Our co-founders both worked at Grumman, both worked at Amazon and Netflix. We like to call these the microservice death balls. These are from about seven years ago, they are real. These are a tiny portion of what they actually look like today. It wouldn't be an interesting thing to look at. It would just be a blob on the screen. I worked previously at Google on the cloud product, specifically on app engine, and it was the same idea. We relied on hundreds of dependencies within the company. While you might not work at a massive company - I'm at a smaller company now and I quite enjoy the speed we can work at and all work together - but your system still looks a lot more like this than it does in a monolithic environment from years past.

How are we still able to delight with all this complexity that is also bound to fail? One more perspective - you zoom even farther back and the internet is just really one of these systems. It's massively large and super important that everything connects to each other well and there isn't a breakage halfway through. It’s really no longer the days when the failure is inconvenience. It's now really critical to our daily lives that all of this works as designed.

What Can We Do about It?

What can we do about it? How can we get better? This really comes into designing for failure. Design for failure - the graceful degradation of your systems. Starting at the beginning, thinking of this as a culture and a practice, we'll never be in a good place again. If we're just dealing with the outage, figuring out why, with the talks that we've already heard today, outages and incidents, how to deal with them, how best to handle them, how to learn from them. That's going to continue and it's probably going to get worse. How do we get better?

A couple weeks ago I was visiting a couple of friends in Denver, in Colorado. I have this great perk in my job where I can work remotely. I was over there for the day, for the weekend. Took a long weekend, worked on the Friday, loaded up my laptop to run a team meeting, working as the product manager there at Gremlin. I loaded the meeting up, everything seems fine, internet connection is great. I start the meeting and I got 10 other faces on the screen. About five minutes in, the inevitable happens. Everyone’s face starts to freeze, people's voices start to be choppy. I got all these pings on Slack saying, "We can't hear you. We can't see you. What's going on? Maybe you should do this. Maybe you should do that." I start panicking, I mute to see if there's static on the other end. What's going on? I unmute again.

Quick clip - that hide your video button. Everyone's looking for that button right away. Does that help? Does it not help? Someone else pings me and says, "I think your machine is really overheating. You should probably close all your tabs." Who knows what the problem is? You're panicking. I'm getting in the way of my team doing good work. I'm getting in the way of this meeting and what happens next? I've got a pop up asking me how I'm doing. I'm not very happy. I don't think a thumbs up is a not very happy situation.

What could we have done better here? How could the design team and the implementation be done in a better way? Why is it my responsibility as a user to turn my video off? Why shouldn't it just happen? I don't think there's even a way to turn other people's video off. What is the key feature that needs to work for this meeting to take place? It's really around my voice. It's around voices. I need to hear what people are saying and they need to hear me. Why can't we just degrade into that state and not interrupt anything everybody else is doing? It's this kind of mindset that will help us build better applications.

Designing for Failure

What is our key user story, what's that feature that is most important to the user? This is not just the product manager's job. It's not a designer's job, it’s not just an engineer's job. It's really everybody's job. I can define a feature as a product manager, as a user story. A designer will design a cool way to interact with it in the UI. An engineer is going to implement it and it will involve API calls. It'll involve timeouts, it'll involve all these sorts of things, all these tests. It's really everyone's job to think about at what point that key feature needs to work.

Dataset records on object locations
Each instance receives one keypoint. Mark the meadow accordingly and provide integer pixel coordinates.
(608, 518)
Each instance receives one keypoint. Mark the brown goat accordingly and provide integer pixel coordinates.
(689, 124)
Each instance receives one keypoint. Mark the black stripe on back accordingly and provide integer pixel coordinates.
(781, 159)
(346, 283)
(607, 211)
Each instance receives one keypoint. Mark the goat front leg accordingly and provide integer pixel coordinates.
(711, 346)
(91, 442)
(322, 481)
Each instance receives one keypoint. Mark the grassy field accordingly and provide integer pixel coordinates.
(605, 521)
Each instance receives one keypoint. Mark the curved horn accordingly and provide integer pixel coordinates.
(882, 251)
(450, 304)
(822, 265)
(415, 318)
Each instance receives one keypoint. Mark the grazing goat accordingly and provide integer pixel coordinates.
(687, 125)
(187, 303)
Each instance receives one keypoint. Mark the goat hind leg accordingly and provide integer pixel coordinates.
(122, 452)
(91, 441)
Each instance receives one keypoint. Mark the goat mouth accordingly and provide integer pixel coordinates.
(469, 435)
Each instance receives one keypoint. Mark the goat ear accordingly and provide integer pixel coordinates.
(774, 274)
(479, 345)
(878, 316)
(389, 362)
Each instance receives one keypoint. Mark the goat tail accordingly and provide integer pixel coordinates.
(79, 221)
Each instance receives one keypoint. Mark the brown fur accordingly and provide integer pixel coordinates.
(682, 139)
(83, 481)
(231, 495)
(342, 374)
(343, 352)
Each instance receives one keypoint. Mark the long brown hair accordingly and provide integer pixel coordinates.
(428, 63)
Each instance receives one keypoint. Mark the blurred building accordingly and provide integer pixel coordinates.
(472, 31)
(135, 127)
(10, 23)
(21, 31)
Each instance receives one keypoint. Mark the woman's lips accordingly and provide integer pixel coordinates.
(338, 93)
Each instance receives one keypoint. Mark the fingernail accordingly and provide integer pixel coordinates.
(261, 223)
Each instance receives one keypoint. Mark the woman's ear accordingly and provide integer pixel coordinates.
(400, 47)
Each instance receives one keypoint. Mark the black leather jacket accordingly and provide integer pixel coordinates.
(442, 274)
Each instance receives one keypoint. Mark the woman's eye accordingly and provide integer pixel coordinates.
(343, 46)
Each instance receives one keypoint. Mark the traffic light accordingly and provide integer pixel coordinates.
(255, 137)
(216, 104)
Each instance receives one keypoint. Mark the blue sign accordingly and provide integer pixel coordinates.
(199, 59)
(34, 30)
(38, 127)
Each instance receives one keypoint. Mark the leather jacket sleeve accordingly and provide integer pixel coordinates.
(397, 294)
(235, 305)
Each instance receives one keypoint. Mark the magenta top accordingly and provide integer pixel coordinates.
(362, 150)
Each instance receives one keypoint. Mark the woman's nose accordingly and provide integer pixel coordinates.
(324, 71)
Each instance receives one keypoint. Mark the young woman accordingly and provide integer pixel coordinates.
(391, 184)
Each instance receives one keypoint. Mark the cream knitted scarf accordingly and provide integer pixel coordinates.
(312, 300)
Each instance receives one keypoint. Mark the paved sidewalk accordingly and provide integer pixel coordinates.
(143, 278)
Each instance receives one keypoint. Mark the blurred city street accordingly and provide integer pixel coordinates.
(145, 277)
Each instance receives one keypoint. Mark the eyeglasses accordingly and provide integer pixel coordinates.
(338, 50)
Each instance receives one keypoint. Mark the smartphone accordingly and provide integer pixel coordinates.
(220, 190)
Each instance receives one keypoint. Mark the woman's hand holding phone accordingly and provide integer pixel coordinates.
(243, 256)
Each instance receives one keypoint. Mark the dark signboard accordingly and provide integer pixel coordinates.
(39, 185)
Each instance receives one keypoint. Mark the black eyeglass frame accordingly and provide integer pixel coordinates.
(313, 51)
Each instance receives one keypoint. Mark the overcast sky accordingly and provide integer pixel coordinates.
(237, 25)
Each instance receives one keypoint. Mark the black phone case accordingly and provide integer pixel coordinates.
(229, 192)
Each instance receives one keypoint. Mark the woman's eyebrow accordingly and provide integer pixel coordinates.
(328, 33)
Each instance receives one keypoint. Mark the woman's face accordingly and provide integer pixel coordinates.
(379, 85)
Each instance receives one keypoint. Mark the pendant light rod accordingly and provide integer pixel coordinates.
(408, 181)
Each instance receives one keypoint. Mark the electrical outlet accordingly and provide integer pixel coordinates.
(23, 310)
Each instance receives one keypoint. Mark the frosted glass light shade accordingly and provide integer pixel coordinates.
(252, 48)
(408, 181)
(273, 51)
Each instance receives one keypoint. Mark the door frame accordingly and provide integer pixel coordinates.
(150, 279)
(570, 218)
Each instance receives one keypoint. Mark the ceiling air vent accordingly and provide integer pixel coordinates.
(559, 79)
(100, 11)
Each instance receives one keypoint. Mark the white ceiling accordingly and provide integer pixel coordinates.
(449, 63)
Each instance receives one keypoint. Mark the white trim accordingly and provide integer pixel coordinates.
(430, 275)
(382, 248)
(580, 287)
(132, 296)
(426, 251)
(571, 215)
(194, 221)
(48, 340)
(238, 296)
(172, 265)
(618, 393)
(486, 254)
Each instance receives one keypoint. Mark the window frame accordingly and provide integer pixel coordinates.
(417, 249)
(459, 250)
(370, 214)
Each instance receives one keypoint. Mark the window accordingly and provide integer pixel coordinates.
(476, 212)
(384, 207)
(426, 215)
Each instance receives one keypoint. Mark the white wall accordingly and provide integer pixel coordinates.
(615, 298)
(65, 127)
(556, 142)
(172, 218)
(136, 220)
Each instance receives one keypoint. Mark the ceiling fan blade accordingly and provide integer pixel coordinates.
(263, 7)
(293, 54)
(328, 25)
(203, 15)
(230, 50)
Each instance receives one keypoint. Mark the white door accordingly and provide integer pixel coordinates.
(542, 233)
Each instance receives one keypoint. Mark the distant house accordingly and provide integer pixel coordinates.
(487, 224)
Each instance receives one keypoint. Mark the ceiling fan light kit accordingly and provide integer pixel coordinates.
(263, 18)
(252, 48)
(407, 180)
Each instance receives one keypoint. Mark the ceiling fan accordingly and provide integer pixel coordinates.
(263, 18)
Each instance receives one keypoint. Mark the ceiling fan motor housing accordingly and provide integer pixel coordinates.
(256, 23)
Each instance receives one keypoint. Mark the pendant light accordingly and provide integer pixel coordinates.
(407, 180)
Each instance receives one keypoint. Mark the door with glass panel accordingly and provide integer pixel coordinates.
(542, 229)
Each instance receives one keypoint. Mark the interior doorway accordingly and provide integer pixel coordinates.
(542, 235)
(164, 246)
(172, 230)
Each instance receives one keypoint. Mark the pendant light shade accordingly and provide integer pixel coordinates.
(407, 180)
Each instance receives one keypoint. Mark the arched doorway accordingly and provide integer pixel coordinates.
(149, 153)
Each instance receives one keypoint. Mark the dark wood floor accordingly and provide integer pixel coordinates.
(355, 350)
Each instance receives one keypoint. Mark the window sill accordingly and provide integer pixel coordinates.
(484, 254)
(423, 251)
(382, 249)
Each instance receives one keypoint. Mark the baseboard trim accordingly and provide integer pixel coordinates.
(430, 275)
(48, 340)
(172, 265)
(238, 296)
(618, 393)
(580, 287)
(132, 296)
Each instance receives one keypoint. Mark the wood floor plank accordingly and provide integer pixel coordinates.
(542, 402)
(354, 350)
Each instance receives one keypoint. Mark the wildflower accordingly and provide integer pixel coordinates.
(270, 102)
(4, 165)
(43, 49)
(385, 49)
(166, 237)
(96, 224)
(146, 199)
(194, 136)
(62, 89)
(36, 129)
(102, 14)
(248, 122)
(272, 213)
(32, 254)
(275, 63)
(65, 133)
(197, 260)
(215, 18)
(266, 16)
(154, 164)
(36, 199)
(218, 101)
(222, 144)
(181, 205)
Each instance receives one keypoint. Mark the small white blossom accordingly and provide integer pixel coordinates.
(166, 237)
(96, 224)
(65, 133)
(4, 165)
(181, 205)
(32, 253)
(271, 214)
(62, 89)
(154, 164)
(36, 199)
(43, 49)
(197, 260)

What you need to do:
**1.** Copy out, word for word, the stretch of the listing from the line containing "Each instance receives one keypoint. Mark the arched" through the end of the listing.
**2.** Extend the talk on designing for failure, picking up right after its final sentence.
The listing bears no relation to the talk on designing for failure.

Replies:
**1.**
Each instance receives one keypoint. Mark the arched doorway accordingly and provide integer pixel coordinates.
(149, 153)
Each instance receives one keypoint. Mark the dark wood floor accordingly and provide integer pixel coordinates.
(355, 350)
Each instance receives one keypoint. Mark the window sill accordingly and provide integer pixel coordinates.
(484, 254)
(423, 251)
(382, 249)
Each instance receives one keypoint. Mark the baseboard trim accordingly and provide integer pixel coordinates.
(430, 275)
(48, 340)
(172, 265)
(238, 296)
(618, 393)
(580, 287)
(132, 296)
Each instance receives one keypoint. Mark the wood floor plank accordingly and provide integer pixel coordinates.
(542, 402)
(354, 350)
Each instance receives one keypoint. Mark the wildflower accordingly and provide integer pixel coordinates.
(270, 102)
(4, 165)
(43, 49)
(385, 49)
(166, 237)
(96, 224)
(146, 199)
(194, 136)
(62, 89)
(36, 129)
(102, 14)
(248, 122)
(272, 213)
(32, 254)
(275, 63)
(65, 133)
(197, 260)
(215, 18)
(266, 16)
(154, 164)
(36, 199)
(218, 101)
(222, 144)
(181, 205)
Each instance receives one keypoint. Mark the small white blossom accordingly and provide integer pixel coordinates.
(166, 237)
(96, 224)
(65, 133)
(4, 165)
(181, 205)
(32, 253)
(271, 214)
(62, 89)
(154, 164)
(36, 199)
(43, 49)
(197, 260)

**2.**
This is something that as every person in their role should know, you should ask. If everything was to fail, what's the single most important thing that needs to work? Do I want to buy that airline ticket? Do I need to enter my frequent flyer numbers? Do I need to select my seat as doing the video call on your productivity app? You know what needs to work, and what is ok if it doesn't work? A lot is ok actually if it doesn't work, if you think about it, if you walk through your use cases.

While I was in Colorado I lifted up my phone and saw that the game was about to start and said, "Great." However, we had made a really nice reservation at a restaurant that we had to get to, and we were going to go and everything was great. Halfway through, I didn't know what was happening with the score. Pulled up my phone and this is all I get. I'm, "Hold on a second. That really good story you were telling me, just hold it because I need to know. It's the third quarter, what's going to happen?" This is again, a good example where there was some connectivity and not the best. I had opened my phone probably five times in the last hour, and there was a good signal. I wanted to know what happened. Some of this could be happening in the background.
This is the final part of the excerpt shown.